## Work item
In the records below, find the line with "Target: paper posted on wall" and the line with "the woman holding smartphone"; return exactly those lines and every line between them.

## Raw data
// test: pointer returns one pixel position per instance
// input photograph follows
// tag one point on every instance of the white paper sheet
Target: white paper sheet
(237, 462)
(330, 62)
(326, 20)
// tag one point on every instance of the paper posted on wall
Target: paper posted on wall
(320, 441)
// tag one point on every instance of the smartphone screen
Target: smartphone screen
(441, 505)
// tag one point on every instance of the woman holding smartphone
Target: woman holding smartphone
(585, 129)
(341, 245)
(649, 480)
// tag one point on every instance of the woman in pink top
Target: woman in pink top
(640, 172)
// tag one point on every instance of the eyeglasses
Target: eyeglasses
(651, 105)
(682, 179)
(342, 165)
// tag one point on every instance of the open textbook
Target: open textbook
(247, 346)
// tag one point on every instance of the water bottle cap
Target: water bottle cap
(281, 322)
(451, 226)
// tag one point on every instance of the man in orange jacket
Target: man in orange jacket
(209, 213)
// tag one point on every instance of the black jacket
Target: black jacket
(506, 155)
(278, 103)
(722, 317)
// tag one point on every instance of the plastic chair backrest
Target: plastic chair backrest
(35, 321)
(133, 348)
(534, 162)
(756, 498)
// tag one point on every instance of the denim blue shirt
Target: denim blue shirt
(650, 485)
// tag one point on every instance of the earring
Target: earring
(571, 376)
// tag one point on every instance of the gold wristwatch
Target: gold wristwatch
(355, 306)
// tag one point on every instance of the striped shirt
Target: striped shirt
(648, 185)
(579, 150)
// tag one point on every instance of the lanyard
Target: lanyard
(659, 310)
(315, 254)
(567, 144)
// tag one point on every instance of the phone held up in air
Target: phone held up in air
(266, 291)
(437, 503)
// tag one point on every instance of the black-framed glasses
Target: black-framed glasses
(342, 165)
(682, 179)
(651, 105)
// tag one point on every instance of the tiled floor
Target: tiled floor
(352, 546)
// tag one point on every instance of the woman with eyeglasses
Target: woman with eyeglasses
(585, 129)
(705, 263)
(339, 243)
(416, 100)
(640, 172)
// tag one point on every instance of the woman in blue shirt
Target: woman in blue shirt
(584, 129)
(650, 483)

## Answer below
Target: paper posted on wall
(320, 441)
// tag one point on every instance of the smartphone screen
Target: smartphone screen
(441, 505)
// tag one point on every instance of the woman holding smartphone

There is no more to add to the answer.